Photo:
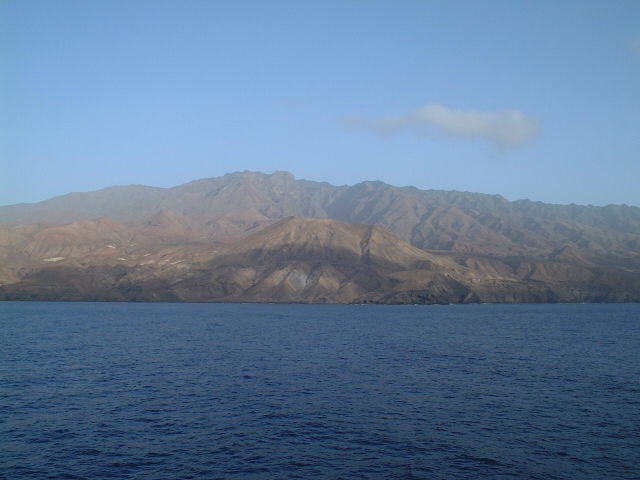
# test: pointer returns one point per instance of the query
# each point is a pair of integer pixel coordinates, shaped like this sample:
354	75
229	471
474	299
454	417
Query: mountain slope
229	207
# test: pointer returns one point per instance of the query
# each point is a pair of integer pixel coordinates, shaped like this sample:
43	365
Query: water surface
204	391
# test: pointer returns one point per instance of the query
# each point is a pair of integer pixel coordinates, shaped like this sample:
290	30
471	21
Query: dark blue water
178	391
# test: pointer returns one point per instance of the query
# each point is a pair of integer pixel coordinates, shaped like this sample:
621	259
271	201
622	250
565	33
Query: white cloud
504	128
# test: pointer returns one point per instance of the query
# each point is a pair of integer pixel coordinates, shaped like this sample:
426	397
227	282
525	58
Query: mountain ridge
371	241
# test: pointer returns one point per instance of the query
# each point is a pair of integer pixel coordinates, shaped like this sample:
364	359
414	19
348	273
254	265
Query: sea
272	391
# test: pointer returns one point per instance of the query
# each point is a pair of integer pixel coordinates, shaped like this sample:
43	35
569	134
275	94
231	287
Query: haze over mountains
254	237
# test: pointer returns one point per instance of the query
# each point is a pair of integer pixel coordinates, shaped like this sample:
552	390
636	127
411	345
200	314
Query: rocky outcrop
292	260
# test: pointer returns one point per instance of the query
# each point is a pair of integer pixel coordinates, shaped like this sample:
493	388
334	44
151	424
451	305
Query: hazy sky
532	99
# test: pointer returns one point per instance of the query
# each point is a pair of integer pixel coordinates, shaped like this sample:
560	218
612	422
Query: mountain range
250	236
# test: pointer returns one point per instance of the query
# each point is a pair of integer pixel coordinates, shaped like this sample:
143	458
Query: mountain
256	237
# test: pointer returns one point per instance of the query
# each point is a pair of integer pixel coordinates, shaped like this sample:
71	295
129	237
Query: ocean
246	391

________________________

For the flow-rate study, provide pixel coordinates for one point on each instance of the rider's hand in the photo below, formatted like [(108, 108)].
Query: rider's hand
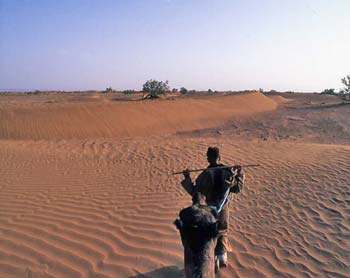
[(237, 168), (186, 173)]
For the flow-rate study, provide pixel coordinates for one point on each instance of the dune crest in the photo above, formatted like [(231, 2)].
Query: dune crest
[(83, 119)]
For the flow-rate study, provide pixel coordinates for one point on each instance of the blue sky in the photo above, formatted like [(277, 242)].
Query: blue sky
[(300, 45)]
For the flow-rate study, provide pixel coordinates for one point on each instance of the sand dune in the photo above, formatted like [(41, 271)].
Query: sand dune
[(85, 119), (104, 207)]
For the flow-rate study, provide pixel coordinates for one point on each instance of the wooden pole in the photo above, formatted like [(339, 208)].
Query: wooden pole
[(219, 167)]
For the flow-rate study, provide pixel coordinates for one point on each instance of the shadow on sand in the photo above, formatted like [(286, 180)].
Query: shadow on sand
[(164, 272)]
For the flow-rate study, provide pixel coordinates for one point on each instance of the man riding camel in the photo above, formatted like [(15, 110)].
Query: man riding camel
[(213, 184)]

________________________

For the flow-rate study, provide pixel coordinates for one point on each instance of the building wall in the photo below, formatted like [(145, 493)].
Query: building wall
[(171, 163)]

________________________

Work instructions:
When a line in the listing includes the word "flow", report that line in full.

Written response:
For the flow-rate study, provide pixel coordinates for one point on each instance of the rider's hand in the photo below, formatted like [(108, 108)].
For the flow-rate study, provide pixel coordinates for one point on each instance of the dune crest in the photo above, formatted like [(231, 2)].
For the flow-rate study, provide pixel coordinates for one point on each instance of the blue sky in the photo above, formatted like [(277, 242)].
For the flow-rate study, provide pixel coordinates for one point on each instance of the sand dune in the photo above, formatted like [(41, 271)].
For the flow-rate study, provide pixel coordinates for one point on each instance of the wooden pole in the photo above, formatted like [(339, 208)].
For the flow-rate study, provide pixel coordinates for one point on each instance of the shadow on sand in the photo above, formatted like [(286, 180)].
For the flow-rate study, provide pixel coordinates for one point on each instance of the man riding camel in the photo above, formatted like [(15, 110)].
For the flow-rate study, provide pixel coordinates for one point on each instance of the building wall in the photo below, formatted like [(145, 493)].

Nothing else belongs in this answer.